What is asked: Which lines in the entries below contain the string "green"? Extract each of those lines, counting only matches with the same capitalization.
>> BEGIN Raw data
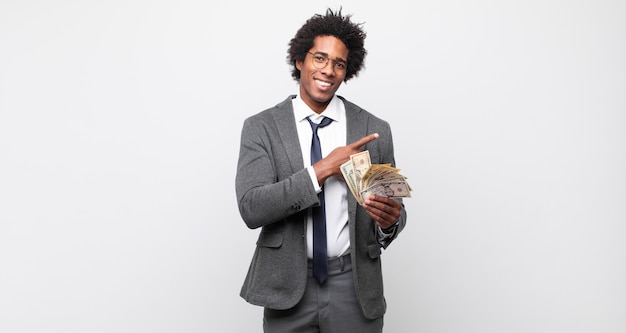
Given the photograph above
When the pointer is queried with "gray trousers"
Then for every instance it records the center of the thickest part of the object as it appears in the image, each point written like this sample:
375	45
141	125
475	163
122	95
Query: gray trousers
328	308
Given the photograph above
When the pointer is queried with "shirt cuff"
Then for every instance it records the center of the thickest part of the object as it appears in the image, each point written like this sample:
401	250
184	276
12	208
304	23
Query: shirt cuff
313	176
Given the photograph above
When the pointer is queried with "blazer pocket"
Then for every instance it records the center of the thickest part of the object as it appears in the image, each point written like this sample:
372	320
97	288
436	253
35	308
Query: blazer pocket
270	239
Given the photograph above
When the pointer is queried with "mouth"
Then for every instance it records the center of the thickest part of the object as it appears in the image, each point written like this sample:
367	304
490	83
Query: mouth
323	85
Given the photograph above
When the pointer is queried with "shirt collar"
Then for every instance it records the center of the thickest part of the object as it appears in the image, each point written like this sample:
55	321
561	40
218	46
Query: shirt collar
302	111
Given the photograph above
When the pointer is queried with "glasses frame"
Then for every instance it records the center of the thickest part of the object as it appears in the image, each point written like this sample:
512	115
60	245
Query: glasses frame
335	69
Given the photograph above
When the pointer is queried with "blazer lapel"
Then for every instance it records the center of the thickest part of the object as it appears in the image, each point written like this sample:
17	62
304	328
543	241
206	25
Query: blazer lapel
356	129
285	120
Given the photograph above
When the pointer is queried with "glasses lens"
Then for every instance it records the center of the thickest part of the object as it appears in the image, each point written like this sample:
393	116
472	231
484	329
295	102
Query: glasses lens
319	60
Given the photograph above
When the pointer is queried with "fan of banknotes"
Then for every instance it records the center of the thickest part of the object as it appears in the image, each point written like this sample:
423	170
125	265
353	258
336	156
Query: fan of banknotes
364	179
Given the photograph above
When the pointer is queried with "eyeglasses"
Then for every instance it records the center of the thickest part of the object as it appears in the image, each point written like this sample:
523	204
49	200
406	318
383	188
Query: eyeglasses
320	60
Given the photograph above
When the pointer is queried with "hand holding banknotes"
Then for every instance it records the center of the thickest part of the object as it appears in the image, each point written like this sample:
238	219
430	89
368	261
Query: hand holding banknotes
375	186
378	203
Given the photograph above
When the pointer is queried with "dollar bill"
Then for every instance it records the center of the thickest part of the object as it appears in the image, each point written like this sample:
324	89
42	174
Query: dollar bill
364	178
392	189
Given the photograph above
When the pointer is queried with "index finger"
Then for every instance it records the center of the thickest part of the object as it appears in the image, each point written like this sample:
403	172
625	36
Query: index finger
362	141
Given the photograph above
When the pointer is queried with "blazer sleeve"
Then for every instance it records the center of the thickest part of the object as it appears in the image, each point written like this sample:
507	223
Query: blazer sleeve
268	187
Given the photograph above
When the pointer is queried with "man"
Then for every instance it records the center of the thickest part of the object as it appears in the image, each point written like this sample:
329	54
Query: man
282	189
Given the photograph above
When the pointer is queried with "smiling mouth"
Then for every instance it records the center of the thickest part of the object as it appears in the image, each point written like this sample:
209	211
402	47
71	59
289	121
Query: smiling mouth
323	84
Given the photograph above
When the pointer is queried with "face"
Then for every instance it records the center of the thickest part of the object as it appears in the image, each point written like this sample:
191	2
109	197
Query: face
318	86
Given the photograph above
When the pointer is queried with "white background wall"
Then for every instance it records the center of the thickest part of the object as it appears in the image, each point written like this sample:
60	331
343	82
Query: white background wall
117	204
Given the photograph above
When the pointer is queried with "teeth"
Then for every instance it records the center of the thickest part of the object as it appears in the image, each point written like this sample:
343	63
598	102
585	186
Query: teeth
323	83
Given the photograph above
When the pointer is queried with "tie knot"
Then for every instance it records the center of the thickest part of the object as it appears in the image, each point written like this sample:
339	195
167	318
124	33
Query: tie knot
325	122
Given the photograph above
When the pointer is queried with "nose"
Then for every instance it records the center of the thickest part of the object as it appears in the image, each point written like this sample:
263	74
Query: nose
328	69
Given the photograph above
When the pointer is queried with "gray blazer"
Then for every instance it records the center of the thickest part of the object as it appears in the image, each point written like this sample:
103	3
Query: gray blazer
274	191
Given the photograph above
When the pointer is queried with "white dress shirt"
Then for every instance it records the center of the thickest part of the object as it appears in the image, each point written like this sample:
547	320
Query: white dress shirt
335	190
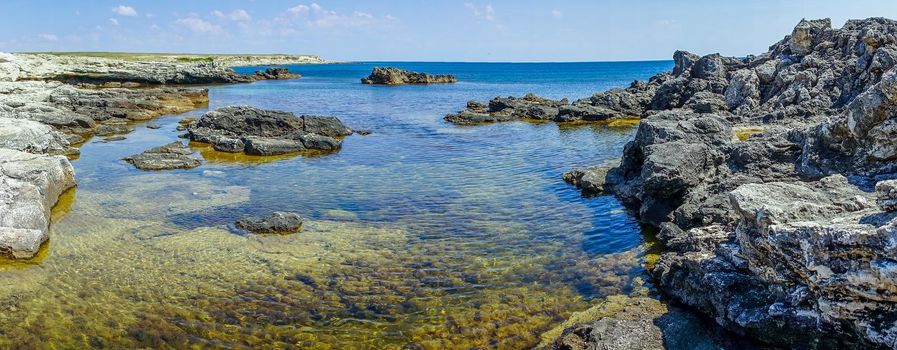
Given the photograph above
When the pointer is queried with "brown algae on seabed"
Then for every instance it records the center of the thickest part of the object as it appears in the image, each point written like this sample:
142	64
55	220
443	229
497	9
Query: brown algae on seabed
209	154
119	276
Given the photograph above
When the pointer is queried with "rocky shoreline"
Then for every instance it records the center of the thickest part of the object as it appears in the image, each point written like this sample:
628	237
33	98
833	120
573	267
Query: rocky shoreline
49	104
761	175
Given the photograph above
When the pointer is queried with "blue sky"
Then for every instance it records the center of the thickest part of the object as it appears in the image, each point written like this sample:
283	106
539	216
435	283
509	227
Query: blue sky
436	30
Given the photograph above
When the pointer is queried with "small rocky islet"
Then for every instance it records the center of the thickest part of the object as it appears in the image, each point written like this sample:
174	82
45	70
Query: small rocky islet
784	234
397	76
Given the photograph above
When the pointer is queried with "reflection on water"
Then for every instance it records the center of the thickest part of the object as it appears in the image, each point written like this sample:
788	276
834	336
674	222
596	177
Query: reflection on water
422	234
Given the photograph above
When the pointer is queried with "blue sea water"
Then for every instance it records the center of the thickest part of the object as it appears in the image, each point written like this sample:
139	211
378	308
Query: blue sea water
422	232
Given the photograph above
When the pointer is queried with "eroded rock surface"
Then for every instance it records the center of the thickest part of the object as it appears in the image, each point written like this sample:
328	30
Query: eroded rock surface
30	184
276	73
630	323
175	155
780	236
266	132
396	76
80	112
97	70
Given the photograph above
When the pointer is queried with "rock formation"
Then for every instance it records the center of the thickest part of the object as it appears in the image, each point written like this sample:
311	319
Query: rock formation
30	185
276	73
777	235
175	155
532	107
80	112
264	132
50	102
396	76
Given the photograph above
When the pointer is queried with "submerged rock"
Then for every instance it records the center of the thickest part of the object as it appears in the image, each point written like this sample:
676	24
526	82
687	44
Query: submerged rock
266	132
175	155
590	180
276	73
277	222
396	76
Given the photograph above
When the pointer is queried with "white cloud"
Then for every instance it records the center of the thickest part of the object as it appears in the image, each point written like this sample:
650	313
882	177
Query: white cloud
198	25
315	15
298	10
487	13
48	37
235	15
123	10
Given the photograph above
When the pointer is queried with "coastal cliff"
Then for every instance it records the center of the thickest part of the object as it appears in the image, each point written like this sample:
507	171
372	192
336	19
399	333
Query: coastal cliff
761	174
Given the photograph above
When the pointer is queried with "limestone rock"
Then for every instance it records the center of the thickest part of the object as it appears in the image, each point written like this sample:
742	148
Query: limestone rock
175	155
396	76
30	185
266	132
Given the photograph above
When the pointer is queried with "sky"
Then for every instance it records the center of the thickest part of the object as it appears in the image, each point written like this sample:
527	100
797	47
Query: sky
419	30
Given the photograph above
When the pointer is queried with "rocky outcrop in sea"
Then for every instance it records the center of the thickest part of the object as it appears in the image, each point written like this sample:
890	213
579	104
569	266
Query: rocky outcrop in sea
532	107
276	73
774	233
396	76
244	129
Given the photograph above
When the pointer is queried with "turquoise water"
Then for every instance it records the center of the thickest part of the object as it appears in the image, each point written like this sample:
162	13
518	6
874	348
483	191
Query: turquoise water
422	233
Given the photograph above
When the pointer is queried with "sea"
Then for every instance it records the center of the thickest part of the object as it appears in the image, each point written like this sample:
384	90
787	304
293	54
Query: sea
420	235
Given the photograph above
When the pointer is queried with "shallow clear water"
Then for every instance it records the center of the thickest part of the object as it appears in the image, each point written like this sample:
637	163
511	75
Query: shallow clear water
421	233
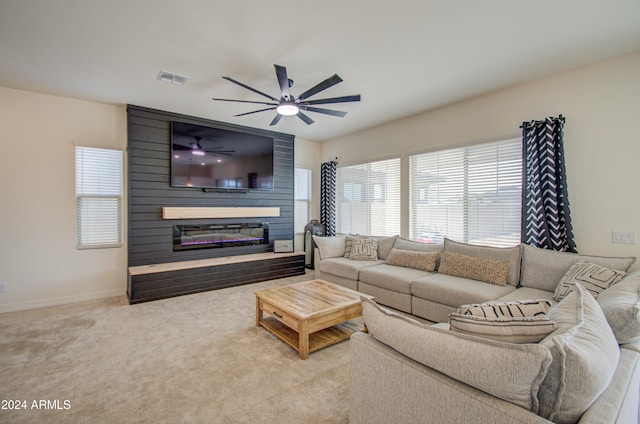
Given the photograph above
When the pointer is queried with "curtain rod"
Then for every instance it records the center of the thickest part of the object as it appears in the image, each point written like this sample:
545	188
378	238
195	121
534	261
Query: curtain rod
560	117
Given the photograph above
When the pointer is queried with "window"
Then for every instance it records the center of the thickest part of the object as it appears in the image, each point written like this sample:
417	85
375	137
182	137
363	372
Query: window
368	198
470	194
98	198
302	189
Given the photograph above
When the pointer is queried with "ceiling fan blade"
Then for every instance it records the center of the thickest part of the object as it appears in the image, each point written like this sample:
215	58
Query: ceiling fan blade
276	119
343	99
255	111
246	101
283	80
329	82
305	118
180	147
339	113
250	88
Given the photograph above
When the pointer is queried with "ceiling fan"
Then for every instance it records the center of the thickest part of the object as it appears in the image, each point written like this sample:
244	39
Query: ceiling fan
196	148
289	105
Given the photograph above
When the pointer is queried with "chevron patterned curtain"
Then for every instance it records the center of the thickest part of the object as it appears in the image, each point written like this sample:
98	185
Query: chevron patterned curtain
328	197
546	219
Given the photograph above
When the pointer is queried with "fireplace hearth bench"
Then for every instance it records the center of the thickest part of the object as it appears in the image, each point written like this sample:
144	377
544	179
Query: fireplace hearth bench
158	281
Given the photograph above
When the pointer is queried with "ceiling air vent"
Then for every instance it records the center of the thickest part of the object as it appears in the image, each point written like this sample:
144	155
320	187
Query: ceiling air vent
172	78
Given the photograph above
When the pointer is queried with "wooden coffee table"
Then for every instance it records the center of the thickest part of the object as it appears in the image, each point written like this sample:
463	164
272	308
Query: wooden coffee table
309	316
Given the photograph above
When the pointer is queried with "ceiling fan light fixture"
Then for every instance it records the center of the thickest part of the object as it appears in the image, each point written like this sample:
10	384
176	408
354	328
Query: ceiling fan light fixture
288	109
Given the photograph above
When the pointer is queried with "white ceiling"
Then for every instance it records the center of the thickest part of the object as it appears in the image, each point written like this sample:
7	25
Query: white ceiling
402	56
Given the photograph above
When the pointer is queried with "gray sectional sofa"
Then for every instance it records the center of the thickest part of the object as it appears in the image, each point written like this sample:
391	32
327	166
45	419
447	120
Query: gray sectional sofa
586	369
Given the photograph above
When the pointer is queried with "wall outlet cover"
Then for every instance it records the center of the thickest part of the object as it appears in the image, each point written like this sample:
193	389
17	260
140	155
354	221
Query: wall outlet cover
282	246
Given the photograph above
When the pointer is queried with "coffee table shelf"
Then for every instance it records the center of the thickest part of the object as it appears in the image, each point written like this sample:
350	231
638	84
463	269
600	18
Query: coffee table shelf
318	340
311	315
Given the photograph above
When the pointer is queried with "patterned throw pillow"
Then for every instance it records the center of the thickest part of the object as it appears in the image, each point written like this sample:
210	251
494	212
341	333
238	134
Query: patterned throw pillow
348	242
594	278
518	321
508	330
487	270
512	309
364	249
425	261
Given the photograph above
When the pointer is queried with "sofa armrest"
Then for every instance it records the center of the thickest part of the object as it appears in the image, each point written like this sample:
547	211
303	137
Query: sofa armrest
387	386
619	404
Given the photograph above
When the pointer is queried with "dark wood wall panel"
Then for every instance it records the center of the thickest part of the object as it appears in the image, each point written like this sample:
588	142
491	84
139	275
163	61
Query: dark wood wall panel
149	190
155	286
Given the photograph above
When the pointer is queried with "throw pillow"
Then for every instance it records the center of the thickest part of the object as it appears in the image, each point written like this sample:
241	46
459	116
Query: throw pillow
621	305
594	278
425	261
494	364
585	357
330	247
512	255
511	309
348	242
508	330
487	270
543	268
364	249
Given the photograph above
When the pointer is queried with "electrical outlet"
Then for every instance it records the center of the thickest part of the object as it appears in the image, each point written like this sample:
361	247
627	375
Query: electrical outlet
625	237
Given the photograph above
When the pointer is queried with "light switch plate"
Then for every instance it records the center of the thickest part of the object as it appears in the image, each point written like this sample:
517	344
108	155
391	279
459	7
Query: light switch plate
624	237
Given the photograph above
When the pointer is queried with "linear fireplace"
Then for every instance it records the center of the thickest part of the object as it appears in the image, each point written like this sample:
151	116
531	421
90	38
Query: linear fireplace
186	237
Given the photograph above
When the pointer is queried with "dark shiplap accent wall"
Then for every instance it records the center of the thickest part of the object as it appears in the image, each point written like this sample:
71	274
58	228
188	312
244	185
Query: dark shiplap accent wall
149	190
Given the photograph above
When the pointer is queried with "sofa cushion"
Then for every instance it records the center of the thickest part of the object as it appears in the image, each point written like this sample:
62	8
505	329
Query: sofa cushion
405	244
330	247
385	244
391	277
621	305
512	255
348	242
487	270
527	293
592	277
585	356
449	353
343	267
455	291
364	249
425	261
542	269
509	330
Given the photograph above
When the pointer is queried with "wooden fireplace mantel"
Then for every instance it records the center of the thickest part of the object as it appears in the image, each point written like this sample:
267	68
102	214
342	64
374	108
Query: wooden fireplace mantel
213	212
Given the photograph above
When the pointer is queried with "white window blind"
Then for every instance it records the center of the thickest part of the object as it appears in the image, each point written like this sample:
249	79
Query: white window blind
469	194
302	196
368	198
98	198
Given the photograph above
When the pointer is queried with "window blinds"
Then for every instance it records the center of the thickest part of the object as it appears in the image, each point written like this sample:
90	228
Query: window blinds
469	194
98	197
368	198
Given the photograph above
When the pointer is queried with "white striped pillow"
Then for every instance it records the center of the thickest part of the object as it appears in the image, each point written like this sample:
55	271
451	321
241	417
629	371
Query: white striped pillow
523	321
594	278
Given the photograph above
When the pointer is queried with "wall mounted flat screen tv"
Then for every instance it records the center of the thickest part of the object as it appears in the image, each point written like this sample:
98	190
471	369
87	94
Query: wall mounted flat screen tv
208	157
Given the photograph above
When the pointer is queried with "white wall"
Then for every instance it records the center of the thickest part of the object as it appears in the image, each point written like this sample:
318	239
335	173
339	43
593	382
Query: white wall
601	103
39	262
307	155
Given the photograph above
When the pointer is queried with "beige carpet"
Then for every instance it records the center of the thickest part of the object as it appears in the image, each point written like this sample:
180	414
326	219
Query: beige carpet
191	359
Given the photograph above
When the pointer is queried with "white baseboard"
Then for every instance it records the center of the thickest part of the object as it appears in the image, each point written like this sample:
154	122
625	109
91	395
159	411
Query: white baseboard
62	300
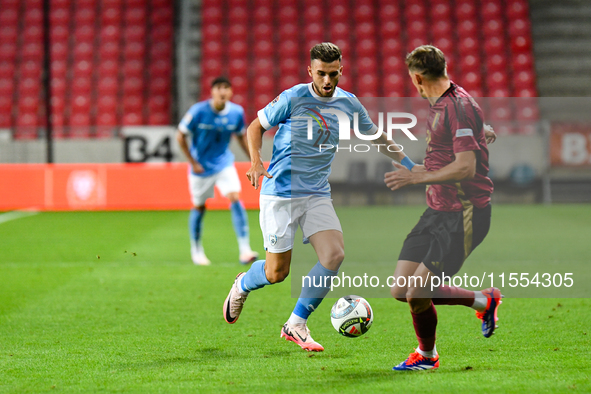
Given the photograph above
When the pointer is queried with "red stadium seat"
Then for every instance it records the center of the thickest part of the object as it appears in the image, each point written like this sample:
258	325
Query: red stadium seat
520	44
30	69
468	45
58	86
517	9
366	48
288	31
111	16
263	15
390	29
162	16
133	86
80	104
160	68
84	16
442	28
494	45
470	63
313	14
363	13
132	119
491	9
109	51
519	27
214	32
389	12
440	10
496	62
493	27
158	118
465	10
135	16
524	80
468	28
83	51
264	49
7	70
364	31
287	13
134	33
108	86
263	31
213	15
82	86
134	50
212	49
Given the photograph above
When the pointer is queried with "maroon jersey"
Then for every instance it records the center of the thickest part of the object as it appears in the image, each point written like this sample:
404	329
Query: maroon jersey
456	125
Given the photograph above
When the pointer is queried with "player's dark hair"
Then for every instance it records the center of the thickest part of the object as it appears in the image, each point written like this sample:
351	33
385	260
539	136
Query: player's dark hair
219	80
428	61
326	52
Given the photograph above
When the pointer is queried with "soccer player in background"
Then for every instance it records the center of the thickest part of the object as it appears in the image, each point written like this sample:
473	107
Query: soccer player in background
455	171
295	190
210	124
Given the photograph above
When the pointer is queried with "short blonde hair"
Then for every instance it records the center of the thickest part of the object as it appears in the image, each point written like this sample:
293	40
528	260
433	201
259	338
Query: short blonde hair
427	60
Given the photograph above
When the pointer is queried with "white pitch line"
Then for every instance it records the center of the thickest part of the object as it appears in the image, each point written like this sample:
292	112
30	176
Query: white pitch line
12	215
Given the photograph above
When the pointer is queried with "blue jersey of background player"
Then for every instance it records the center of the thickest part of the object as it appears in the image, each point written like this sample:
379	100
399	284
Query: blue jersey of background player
296	190
210	125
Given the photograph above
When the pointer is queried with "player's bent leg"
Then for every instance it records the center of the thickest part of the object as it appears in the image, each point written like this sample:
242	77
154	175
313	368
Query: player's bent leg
489	314
255	278
241	228
329	247
195	219
404	270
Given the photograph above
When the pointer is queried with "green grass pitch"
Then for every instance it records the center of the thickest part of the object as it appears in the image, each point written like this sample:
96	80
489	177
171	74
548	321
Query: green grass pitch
110	302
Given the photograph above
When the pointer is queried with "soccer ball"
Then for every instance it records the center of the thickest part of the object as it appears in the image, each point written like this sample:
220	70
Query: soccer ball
351	316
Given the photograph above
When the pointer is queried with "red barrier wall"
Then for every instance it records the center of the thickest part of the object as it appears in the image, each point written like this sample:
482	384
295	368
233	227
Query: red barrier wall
62	187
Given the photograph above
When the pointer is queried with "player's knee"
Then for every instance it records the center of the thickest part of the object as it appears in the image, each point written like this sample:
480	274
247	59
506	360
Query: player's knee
277	275
399	293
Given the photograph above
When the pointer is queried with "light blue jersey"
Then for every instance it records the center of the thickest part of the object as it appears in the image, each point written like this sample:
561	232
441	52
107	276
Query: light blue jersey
210	133
301	159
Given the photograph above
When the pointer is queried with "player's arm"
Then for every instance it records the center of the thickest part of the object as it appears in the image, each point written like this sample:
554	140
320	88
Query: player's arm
398	155
254	135
242	140
182	141
463	168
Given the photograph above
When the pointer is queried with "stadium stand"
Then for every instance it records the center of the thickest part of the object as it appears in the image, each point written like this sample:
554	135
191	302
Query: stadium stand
111	60
487	43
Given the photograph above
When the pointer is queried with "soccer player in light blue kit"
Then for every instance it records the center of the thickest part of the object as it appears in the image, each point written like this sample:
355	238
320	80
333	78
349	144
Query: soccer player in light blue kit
295	190
210	124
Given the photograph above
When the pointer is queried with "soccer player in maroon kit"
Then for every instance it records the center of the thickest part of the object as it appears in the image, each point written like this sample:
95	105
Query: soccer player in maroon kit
455	171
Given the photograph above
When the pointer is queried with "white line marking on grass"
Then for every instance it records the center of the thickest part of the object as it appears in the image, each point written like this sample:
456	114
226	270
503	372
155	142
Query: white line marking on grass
12	215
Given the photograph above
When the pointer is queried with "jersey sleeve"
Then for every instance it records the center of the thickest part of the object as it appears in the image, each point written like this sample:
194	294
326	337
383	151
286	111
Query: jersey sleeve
366	125
186	124
240	127
462	124
276	111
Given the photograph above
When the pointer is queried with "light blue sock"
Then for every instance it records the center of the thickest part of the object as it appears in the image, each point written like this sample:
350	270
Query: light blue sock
195	218
240	222
255	277
239	219
314	290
>> END Raw data
The response:
When the pointer is queried with "green grass pitch"
Query: green grass pitch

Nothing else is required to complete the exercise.